PROBLEM TO WORK ON = Retype every one of the records below verbatim, keeping each line as it stands.

INFORMATION PROVIDED =
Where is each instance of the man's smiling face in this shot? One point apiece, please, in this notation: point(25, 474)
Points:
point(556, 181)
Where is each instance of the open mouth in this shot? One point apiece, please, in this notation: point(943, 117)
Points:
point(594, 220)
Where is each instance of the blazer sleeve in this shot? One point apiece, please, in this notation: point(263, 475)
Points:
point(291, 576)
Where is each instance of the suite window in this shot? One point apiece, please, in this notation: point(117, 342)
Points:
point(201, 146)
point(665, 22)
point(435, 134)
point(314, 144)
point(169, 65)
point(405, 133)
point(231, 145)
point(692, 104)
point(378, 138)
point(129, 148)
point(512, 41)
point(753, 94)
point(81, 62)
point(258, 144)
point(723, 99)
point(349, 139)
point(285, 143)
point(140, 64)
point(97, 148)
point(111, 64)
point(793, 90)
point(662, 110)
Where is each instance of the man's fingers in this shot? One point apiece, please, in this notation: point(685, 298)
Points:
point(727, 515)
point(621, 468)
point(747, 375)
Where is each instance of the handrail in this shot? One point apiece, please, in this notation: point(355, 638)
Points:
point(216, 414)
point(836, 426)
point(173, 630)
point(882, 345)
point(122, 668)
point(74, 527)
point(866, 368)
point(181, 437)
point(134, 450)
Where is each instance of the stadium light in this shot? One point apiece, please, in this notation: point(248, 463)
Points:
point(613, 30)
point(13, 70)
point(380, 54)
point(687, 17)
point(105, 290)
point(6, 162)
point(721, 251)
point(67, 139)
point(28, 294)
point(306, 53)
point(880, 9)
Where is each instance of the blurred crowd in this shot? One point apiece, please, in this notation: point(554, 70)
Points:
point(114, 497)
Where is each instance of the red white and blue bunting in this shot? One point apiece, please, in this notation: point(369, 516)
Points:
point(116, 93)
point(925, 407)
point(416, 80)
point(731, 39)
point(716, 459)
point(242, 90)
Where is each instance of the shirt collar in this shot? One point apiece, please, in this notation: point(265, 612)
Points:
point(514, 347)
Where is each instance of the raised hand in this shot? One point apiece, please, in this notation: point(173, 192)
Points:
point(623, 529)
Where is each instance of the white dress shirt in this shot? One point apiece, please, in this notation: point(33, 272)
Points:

RESULT OF THE EXERCISE =
Where is each instance of the man's smiling face in this shot? One point apiece, please, in this notation: point(25, 474)
Points:
point(556, 181)
Where is each instance of the open mouth in this shot? One point apiece, please, in this notation: point(943, 117)
Points:
point(594, 220)
Where is each instance of the blazer sleeve in this shot? One point apiece, please, in this notation: point(263, 475)
Points:
point(291, 576)
Where is each instance of the suite window in this shot? One point apiece, please, in this notation: point(117, 342)
Points:
point(201, 146)
point(665, 22)
point(435, 134)
point(314, 144)
point(169, 65)
point(405, 133)
point(231, 145)
point(692, 104)
point(378, 138)
point(129, 148)
point(512, 41)
point(753, 94)
point(81, 62)
point(258, 144)
point(723, 99)
point(349, 139)
point(285, 143)
point(140, 64)
point(97, 148)
point(111, 64)
point(793, 90)
point(662, 110)
Where is each instance of the man's fingers in this shot? One point apiece, please, in this notation: point(685, 298)
Points:
point(727, 515)
point(621, 468)
point(747, 375)
Where is each instance of the handrail in this shot? One point apiece, please, in this notation: point(355, 638)
Points:
point(216, 414)
point(836, 426)
point(173, 630)
point(882, 345)
point(122, 668)
point(74, 527)
point(866, 368)
point(181, 437)
point(134, 450)
Where is each instance of the stadium light in this shot? One point apiece, please, in this notation: point(248, 463)
Points:
point(613, 30)
point(13, 70)
point(380, 54)
point(687, 17)
point(105, 290)
point(6, 162)
point(721, 251)
point(67, 139)
point(28, 294)
point(306, 53)
point(880, 9)
Where is each instance of the blurred crowd in this shot? One point apiece, please, in this notation: point(554, 70)
Points:
point(114, 497)
Where is each instance of the red white and blue bunting in this shot? One point apiece, please, in this notation: point(369, 516)
Points:
point(116, 93)
point(925, 407)
point(416, 80)
point(731, 39)
point(716, 459)
point(242, 90)
Where is each instance of the shirt collar in this shot? One point apiece, please, in this notation: point(265, 612)
Points:
point(514, 347)
Where is each instance of the raised hand in this shot? One point apiece, please, in this notation: point(173, 192)
Points:
point(623, 529)
Where is each instance of the white dress shirt in this shot? One point apiece, please, in this notation: point(33, 272)
Points:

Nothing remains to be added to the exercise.